(Extracted records)
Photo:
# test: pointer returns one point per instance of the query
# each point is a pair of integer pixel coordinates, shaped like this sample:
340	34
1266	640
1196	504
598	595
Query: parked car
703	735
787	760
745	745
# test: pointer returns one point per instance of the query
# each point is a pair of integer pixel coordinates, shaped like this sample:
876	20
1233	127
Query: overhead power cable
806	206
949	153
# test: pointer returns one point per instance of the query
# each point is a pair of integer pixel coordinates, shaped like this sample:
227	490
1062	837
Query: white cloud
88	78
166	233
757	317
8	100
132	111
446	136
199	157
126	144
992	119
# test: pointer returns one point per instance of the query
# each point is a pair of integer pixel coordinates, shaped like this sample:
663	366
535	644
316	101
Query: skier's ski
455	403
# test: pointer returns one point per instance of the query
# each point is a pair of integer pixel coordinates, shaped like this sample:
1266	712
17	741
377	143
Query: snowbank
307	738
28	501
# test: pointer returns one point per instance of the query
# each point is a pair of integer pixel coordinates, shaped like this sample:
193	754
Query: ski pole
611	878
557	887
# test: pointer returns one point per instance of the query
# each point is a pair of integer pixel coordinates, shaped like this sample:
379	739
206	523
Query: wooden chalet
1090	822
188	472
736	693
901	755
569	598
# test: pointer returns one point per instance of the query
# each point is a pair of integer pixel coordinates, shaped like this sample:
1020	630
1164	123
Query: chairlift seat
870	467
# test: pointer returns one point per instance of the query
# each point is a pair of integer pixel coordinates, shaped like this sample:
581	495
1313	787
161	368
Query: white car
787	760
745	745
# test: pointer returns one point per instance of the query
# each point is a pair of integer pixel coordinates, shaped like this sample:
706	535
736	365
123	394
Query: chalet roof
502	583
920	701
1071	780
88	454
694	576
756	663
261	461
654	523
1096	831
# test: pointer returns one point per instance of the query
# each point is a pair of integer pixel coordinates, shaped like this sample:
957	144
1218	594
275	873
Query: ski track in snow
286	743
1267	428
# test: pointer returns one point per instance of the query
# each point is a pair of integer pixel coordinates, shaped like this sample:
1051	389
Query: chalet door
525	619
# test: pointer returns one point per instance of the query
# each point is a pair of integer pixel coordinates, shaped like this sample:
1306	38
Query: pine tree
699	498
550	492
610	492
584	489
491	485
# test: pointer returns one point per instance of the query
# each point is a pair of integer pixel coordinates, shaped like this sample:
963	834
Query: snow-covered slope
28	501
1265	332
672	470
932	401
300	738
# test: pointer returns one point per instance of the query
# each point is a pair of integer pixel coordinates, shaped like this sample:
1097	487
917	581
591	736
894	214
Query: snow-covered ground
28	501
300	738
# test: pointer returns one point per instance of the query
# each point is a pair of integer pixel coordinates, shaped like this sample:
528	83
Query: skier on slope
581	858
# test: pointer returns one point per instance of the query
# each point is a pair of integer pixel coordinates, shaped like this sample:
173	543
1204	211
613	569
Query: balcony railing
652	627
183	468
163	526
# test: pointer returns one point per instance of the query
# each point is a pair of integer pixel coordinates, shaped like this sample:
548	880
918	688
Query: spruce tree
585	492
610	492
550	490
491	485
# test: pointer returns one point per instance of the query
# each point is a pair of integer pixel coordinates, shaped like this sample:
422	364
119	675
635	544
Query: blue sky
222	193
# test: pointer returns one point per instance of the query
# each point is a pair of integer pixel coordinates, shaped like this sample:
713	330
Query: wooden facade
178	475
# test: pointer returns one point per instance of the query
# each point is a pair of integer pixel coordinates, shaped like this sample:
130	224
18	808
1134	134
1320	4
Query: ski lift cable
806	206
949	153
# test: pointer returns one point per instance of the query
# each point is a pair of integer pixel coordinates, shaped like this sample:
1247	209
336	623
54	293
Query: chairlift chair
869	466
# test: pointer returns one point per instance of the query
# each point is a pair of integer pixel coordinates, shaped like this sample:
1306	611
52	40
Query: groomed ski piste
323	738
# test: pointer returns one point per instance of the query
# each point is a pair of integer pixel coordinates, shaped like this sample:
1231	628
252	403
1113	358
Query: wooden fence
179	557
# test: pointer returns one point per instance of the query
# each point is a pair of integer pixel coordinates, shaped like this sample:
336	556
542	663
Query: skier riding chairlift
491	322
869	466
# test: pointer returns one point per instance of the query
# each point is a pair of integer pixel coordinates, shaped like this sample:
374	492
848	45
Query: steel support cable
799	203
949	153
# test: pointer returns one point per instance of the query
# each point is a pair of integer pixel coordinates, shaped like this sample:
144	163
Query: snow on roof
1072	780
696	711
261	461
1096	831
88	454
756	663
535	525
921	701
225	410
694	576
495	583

## Required work:
Using the data above, reproduce every line exactly.

## Written answer:
Photo:
# test: pointer returns one point per instance of the query
# each point is a pair of integer pixel coordinates, shaped like this sample:
340	34
1266	640
1196	504
598	595
Query: parked car
703	735
787	760
745	745
# test: pointer returns one point per instance of the query
# each point is a pair of integer pixel coordinates, shaped like this sample:
876	20
1233	127
Query: overhead power cable
806	206
949	153
# test: pointer returns one point per instance of the query
# each point is a pair of integer pixel coordinates, shaped like this sample:
227	490
1062	837
Query: white cloud
88	78
166	233
757	317
8	100
132	111
446	136
199	157
126	144
992	119
# test: pointer returns one point per instance of the query
# each point is a pair of integer pixel coordinates, shaped like this sample:
663	366
535	644
316	101
Query: skier's ski
455	403
# test: pointer returns one point per instance of the query
# each point is a pair of integer pixel coordinates, shaped like this sample:
1266	712
17	741
377	143
Query: snowbank
307	738
28	501
# test: pointer returns one point per instance of the query
# each point is a pair of integer pixel coordinates, shaped like this sample:
193	754
Query: ski pole
611	878
557	887
# test: pointer returns one point per instance of the query
# each point is a pair of integer pixel coordinates, shaped like this sample:
379	739
206	523
Query: wooden chalet
1090	822
188	472
736	693
901	755
569	598
# test: pointer returns one point per instance of the query
# each point is a pair of integer pixel coordinates, shaped like this sample:
1020	630
1164	123
Query: chairlift seat
870	467
# test: pointer returns one point per instance of the query
# each point is a pair of integer pixel coordinates, shaped like this sample:
581	495
1313	787
161	368
Query: white car
787	760
745	745
# test: pointer returns one point per instance of the query
# each point is a pair of integer pixel coordinates, shaped like this sample:
706	535
736	365
123	394
Query: chalet roof
502	583
920	701
1071	780
88	454
694	576
756	663
261	461
654	523
1096	831
# test: pointer returns one point per instance of the query
# each point is a pair of integer pixel coordinates, shaped like this sample:
957	144
1218	594
275	873
Query: ski track in snow
286	743
1267	428
# test: pointer returns one point per instance of the query
# each point is a pair of integer pixel coordinates, shaped like this sample:
1051	389
Query: chalet door
525	619
# test: pointer returns one point per instance of the query
# each point is a pair of integer pixel coordinates, shaped like this sample:
1306	38
Query: pine tree
699	498
550	492
610	492
584	489
491	485
# test: pointer returns one point per instance of the query
# each point is a pair of integer pixel coordinates, shaped like this sample:
963	834
Query: snow-covered slope
28	501
1265	332
672	470
932	401
300	738
# test: pointer returns one point per instance of the query
# each point is a pair of integer pixel coordinates, shaped like this sample:
1097	487
917	581
591	736
894	214
Query: snow-covered ground
28	501
300	738
# test: pointer returns one point per instance of the query
# each point is a pair of integer pixel coordinates, shaped like this sample:
528	83
Query: skier on slope
581	858
# test: pointer returns one point per instance of the query
# each point is a pair of integer pixel coordinates, shaped like this sample:
173	543
1204	211
613	569
Query: balcony railing
652	627
183	468
163	526
# test: pointer returns one point per instance of the query
# each point is a pair of integer pixel coordinates, shaped like this sample:
548	880
918	688
Query: spruce tree
585	492
610	492
550	490
491	485
# test: pointer returns one point per instance of the query
# each point is a pair of integer pixel coordinates, shaped like this sample:
422	364
119	675
635	544
Query: blue sky
222	193
# test: pointer returns one point per instance of the query
# each point is a pair of integer pixel coordinates, shaped like this sample:
713	330
Query: wooden facade
178	475
# test: pointer returns one point per instance of the query
# each point is a pair of integer pixel coordinates, shaped like this sample:
130	224
18	808
1134	134
1320	4
Query: ski lift cable
806	206
949	153
# test: pointer returns one point per instance of the query
# each point is a pair of integer pixel coordinates, shaped like this sample:
1247	209
336	623
54	293
Query: chairlift chair
869	466
# test: pointer returns one point per instance of the query
# each point is a pair of integer pixel coordinates, shaped like this sample:
1306	611
52	40
Query: groomed ski piste
323	738
# test: pointer returns one point per instance of the query
# each point is a pair of integer pixel coordinates, shaped like this sample:
1231	628
252	403
1113	358
Query: wooden fence
179	557
# test: pointer returns one point per instance of the query
# each point is a pair of integer pixel coordinates, shaped like this sample:
336	556
542	663
Query: skier riding chairlift
491	322
869	466
# test: pointer returns one point per instance of the query
# each point is a pair of integer pixel coordinates, shaped like this sample:
374	492
848	45
Query: steel support cable
799	203
949	153
# test: pointer returns one point per instance of the query
# each point is a pair of integer pixel coordinates, shaped like this sample:
144	163
Query: snow on roof
1072	780
696	711
261	461
1096	831
88	454
756	663
535	525
921	701
225	410
694	576
495	583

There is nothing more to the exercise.